**Prompt**
Print each entry exactly, all the way through.

Data records Start Marker

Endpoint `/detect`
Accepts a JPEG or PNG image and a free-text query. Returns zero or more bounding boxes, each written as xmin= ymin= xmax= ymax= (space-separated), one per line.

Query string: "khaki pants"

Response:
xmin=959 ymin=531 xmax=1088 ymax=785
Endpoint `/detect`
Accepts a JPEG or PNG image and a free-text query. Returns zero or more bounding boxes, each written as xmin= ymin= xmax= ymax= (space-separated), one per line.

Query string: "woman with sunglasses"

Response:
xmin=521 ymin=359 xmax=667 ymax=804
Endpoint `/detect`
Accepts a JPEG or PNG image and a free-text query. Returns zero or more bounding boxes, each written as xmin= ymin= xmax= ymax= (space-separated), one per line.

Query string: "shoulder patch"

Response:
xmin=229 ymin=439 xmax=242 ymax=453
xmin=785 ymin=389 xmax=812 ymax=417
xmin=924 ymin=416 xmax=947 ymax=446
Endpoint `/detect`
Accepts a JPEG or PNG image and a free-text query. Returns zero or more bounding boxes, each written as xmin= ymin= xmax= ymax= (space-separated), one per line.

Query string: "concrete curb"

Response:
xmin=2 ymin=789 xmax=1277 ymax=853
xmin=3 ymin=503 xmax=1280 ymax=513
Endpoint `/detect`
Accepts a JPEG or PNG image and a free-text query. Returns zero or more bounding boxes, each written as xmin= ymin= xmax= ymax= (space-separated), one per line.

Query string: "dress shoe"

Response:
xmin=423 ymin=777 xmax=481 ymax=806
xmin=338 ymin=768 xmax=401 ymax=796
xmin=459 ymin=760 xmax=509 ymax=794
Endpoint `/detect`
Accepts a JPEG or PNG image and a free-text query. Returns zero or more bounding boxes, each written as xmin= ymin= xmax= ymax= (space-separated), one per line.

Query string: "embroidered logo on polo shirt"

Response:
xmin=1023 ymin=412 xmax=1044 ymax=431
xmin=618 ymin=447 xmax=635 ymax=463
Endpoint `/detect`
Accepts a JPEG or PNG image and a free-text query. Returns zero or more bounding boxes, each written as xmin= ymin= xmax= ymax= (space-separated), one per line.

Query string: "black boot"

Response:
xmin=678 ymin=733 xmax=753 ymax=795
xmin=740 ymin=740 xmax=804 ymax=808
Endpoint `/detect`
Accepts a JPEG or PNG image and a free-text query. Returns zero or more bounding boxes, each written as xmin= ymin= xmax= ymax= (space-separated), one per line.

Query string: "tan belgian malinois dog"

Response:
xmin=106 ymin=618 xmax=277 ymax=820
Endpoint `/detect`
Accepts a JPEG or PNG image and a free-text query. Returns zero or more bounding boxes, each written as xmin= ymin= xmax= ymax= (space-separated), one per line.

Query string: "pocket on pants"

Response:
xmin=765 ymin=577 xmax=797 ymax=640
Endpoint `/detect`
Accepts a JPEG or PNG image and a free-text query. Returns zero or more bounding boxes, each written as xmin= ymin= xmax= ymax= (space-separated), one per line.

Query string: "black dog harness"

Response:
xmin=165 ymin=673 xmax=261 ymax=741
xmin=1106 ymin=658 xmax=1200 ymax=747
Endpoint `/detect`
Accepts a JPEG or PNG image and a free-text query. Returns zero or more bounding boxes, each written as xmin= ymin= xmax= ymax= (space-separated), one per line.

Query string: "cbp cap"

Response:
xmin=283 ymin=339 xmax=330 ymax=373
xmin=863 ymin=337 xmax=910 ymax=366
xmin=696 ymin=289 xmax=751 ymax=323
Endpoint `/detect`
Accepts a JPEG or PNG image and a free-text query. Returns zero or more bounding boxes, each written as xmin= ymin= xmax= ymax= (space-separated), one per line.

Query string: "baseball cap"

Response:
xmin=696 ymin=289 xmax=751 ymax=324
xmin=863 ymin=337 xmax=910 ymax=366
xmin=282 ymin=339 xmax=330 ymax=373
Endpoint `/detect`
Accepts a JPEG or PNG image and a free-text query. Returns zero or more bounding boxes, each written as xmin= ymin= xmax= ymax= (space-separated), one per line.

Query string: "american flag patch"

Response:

Data records End Marker

**Written answer**
Endpoint `/detect`
Accepts a JPEG or PNG image and a free-text query. Returns zero or more bounding boxes, each written as xmin= ymin= xmax= ymax= (space-separated), one per line.

Query string: "khaki pants"

Response:
xmin=959 ymin=531 xmax=1088 ymax=785
Endpoint `/detect`
Accepts a JPEG or PNG image and a free-text query. Returns zero or more bounding boxes, each written as xmin= ymin= xmax= ymax= (space-separated), one per line.

Query string: "woman with sunglasses"

Response:
xmin=521 ymin=359 xmax=667 ymax=804
Endpoint `/detect`
Accepts a JPEG or PNG image and a free-text query. Returns zero or more bounding boxes, each written as xmin= ymin= xmax= ymax= (space-separated), one per line.

Query string: "shoulder patch"

Response:
xmin=229 ymin=439 xmax=242 ymax=453
xmin=785 ymin=389 xmax=812 ymax=417
xmin=924 ymin=416 xmax=947 ymax=446
Endpoint `/detect`
Accepts a JPEG or PNG image and a free-text query. Returns zero or more bounding boxes, each written as xmin= ymin= xmax= ymax= (space-separated), one per line.

Query string: "concrete curb"

Response:
xmin=2 ymin=789 xmax=1277 ymax=853
xmin=3 ymin=503 xmax=1280 ymax=513
Endpoint `/detect`
Accepts a JPEG or PNG image and a free-text query. Returns zero or more bounding boxes, each written as xmin= ymin= xmax= ymax= (space-separated), one per line.

Query string: "dress shoe"

Response:
xmin=423 ymin=777 xmax=481 ymax=806
xmin=338 ymin=768 xmax=401 ymax=796
xmin=459 ymin=760 xmax=509 ymax=794
Endpoint `/detect`
Accepts a JPEG or PNG image and a free-text query. Returns zero or more bounding boxes, each written as xmin= ymin= xmax= ymax= (space-separated), one per line.

Query string: "embroidered logo on polo shirt"

Response:
xmin=1023 ymin=412 xmax=1044 ymax=431
xmin=618 ymin=447 xmax=635 ymax=463
Endpoint `/detect`
Accepts a JPEG or PNG image and a free-text query. Returns zero or more bounding boxes, each written as xmin= ymin= xmax= ymax= (space-separated), one per line.

Query string: "black boot"

Response:
xmin=678 ymin=733 xmax=753 ymax=795
xmin=740 ymin=740 xmax=804 ymax=808
Endpoint `/detect`
Accepts a JPEG or PNG image and a free-text query. Returns zero or more bounding boxes, each written as xmin= ymin= xmax= ymax= (space-separated), one per line.

Query string: "tan belgian malinois dog"

Response:
xmin=106 ymin=618 xmax=277 ymax=820
Endpoint `/detect`
Accepts a JPEG or PNG image and a free-text query. Returns zero or more bounding boxes, each written as xmin= ymin= xmax= ymax= (space-separated), one per line.

Query string: "pocket on pants"

Response:
xmin=765 ymin=577 xmax=797 ymax=640
Endpoint `/detect`
Accepts a JPEG or PNG image and a free-text query. Returns zero or more bounding boxes, each written as xmin= ymin= xmax= ymax= (space-separated), one per line.

Query string: "black dog harness"

Response:
xmin=165 ymin=673 xmax=261 ymax=741
xmin=1106 ymin=658 xmax=1200 ymax=747
Endpoint `/detect`
Accepts a JPEG or PNG image and a free-text query. Returns zero or more bounding boxes, each written as xmin= ymin= xmax= ymax= (space-separated), one per line.

Query string: "cbp cap"

Response:
xmin=283 ymin=339 xmax=330 ymax=373
xmin=863 ymin=337 xmax=910 ymax=366
xmin=696 ymin=289 xmax=751 ymax=323
Endpoint `/detect`
Accepts a JPEG or PNG image and a free-text query. Returns zero or more bounding boxes, each written as xmin= ymin= xmax= ymax= (space-separated), one per line.

Query string: "baseball cap"

Response:
xmin=696 ymin=289 xmax=751 ymax=324
xmin=863 ymin=337 xmax=910 ymax=366
xmin=282 ymin=339 xmax=330 ymax=373
Endpoint `/detect`
Accepts a JPEG or PNG image and a free-text query. Returns zero or more bounding boxes, each written as xmin= ymin= xmax= ymax= (space-separated), one per line.

Query string: "american flag patch"

Response:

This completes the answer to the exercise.